◆ **Description of the task**: Could you return only the lines that run from the line with "object | bathroom vanity" through the final line of the data, exactly as they stand?

(Collection entries)
========

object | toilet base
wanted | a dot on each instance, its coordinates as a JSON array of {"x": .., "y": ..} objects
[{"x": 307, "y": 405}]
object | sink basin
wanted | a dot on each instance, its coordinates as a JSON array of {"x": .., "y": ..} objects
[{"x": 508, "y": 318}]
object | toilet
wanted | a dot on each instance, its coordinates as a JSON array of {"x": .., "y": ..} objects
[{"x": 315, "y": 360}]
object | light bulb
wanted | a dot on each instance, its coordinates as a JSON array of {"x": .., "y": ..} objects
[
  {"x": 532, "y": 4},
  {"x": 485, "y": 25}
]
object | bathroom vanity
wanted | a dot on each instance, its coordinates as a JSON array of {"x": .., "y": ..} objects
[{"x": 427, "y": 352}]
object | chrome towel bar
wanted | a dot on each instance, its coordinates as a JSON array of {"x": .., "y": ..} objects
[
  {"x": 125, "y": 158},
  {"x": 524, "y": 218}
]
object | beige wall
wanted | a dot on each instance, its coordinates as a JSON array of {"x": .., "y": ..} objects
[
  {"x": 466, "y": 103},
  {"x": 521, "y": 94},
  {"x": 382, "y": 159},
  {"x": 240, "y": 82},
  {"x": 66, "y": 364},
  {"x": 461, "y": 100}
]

========

◆ **Response box**:
object | bathroom vanity
wanted | a dot on each instance, its coordinates as a JSON array of {"x": .., "y": ..} objects
[{"x": 427, "y": 352}]
object | chrome towel bar
wanted | a dot on each instance, its coordinates as a JSON array of {"x": .., "y": ..} objects
[
  {"x": 125, "y": 158},
  {"x": 524, "y": 218}
]
object | beige wall
wanted | a dot on each instance, its coordinates as a JSON array of {"x": .., "y": ..} objects
[
  {"x": 466, "y": 103},
  {"x": 521, "y": 94},
  {"x": 382, "y": 159},
  {"x": 240, "y": 82},
  {"x": 66, "y": 364},
  {"x": 461, "y": 100}
]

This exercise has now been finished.